Blackstone Buys Up Some Student Housing

Jessica Williams
Published Jun 7, 2025



The average student who lives on campus will leave college with over $100,000 in student debt. This is usually accumulated over the course of at least a four-year degree, and it's a very difficult thing to pay back. A lot of students cannot afford off-campus housing so they live in dorms. They spend a lot of their time hoping that colleges don't increase the tuition costs from year to year. Just yesterday, however, August 20, Blackstone purchased nearly $800 million in the US Student Housing Portfolio.

Blackstone now owns hundreds of thousands of houses and apartments, and now also a great interest in student dorms. According to reports, this is an investment by the corporation, in which they formed a joint venture with Landmark Properties. They're capitalizing a portfolio that includes "5,416 beds," which is close to 3,000 dorm rooms.

What strikes a lot of people who have heard this news is that they had no idea at all that college campuses and their dorm rooms were something on the market for public trading. It seems a little crazy for people who were unaware, though colleges have basically been corporations for the past two decades. They work off of government guaranteed loans, and they greatly expand due to the fact that they will make guaranteed money for offering student housing and educations. This is why we have witnessed an uptick in made-up courses like "whiteness studies" and "critical race theory." The college hires a professor to teach these courses, for around $100,000 a year on average, and if over 30 students end up enrolling in college just to take that major, at $25k per year, e.g., that's the college making ten-times in profit what they pay the professor.

Yes, colleges are a business; perhaps the largest business in America. As a business, everything that colleges have are up for sale to the highest bidder.

▶ _TASK LIST_
(A) Answer the following from the article on Blackstone and student housing:
(i) How much student debt does the average student living on campus leave college with?
(ii) With which company did Blackstone form a joint venture?
(iii) For how long does the article say colleges have basically been corporations?
(B) Print the stretch of the article on Blackstone and student housing from "The average student" through "3,000 dorm rooms.".
The records bear no relation to this text.

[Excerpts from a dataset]
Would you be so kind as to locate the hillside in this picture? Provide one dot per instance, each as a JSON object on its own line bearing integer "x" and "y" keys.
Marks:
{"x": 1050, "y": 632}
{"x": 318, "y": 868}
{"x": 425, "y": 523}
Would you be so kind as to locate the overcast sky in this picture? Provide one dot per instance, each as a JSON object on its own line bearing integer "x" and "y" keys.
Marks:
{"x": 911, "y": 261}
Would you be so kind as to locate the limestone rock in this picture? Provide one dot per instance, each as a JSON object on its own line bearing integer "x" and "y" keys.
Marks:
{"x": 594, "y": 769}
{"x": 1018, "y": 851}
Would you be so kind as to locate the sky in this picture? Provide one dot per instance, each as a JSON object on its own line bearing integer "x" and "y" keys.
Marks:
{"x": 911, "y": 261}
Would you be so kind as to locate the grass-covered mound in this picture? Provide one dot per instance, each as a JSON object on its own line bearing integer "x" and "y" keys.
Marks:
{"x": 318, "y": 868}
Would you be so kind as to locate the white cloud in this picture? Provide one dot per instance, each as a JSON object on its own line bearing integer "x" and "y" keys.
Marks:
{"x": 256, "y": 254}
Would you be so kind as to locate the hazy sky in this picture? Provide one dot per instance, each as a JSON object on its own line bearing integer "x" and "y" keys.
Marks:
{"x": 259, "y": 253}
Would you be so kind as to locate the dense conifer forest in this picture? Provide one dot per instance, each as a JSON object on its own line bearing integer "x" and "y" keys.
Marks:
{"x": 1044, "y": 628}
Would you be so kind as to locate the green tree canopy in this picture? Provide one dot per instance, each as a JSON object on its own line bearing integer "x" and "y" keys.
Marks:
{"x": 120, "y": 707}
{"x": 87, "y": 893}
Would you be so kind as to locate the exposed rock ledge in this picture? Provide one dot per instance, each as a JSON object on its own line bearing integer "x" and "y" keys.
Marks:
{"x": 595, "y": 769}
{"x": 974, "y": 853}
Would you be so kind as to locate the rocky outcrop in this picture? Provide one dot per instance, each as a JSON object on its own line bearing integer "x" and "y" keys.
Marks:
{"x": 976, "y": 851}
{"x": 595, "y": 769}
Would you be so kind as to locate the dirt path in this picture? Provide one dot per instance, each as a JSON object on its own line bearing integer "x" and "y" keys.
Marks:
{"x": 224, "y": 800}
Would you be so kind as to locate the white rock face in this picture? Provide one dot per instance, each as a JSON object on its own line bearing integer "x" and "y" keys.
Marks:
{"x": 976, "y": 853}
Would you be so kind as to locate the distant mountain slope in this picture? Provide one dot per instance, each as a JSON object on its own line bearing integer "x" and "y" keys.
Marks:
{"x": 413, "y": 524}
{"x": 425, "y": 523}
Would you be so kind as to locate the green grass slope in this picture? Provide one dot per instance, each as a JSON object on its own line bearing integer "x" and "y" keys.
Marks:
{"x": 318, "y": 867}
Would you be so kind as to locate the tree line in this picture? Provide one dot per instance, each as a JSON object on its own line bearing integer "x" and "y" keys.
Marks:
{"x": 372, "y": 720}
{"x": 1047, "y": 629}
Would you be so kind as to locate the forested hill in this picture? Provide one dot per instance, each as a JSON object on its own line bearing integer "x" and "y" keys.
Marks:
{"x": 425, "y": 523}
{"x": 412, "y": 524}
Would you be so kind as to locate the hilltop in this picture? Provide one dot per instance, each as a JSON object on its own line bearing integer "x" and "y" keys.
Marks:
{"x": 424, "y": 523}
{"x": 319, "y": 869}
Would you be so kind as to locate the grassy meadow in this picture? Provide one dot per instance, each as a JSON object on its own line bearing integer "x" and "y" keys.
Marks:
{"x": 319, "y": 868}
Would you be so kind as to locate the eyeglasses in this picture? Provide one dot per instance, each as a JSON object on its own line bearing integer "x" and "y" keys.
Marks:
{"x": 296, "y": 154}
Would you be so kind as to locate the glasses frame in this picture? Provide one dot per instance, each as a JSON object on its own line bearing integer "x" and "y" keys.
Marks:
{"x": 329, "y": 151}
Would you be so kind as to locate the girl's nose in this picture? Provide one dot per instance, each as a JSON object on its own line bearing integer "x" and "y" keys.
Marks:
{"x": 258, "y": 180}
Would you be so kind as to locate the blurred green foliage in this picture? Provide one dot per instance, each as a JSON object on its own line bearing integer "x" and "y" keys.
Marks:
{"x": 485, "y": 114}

▶ _OUTPUTS BY TASK_
(A)
(i) Over $100,000.
(ii) Landmark Properties.
(iii) The past two decades.

(B)
The average student who lives on campus will leave college with over $100,000 in student debt. This is usually accumulated over the course of at least a four-year degree, and it's a very difficult thing to pay back. A lot of students cannot afford off-campus housing so they live in dorms. They spend a lot of their time hoping that colleges don't increase the tuition costs from year to year. Just yesterday, however, August 20, Blackstone purchased nearly $800 million in the US Student Housing Portfolio.

Blackstone now owns hundreds of thousands of houses and apartments, and now also a great interest in student dorms. According to reports, this is an investment by the corporation, in which they formed a joint venture with Landmark Properties. They're capitalizing a portfolio that includes "5,416 beds," which is close to 3,000 dorm rooms.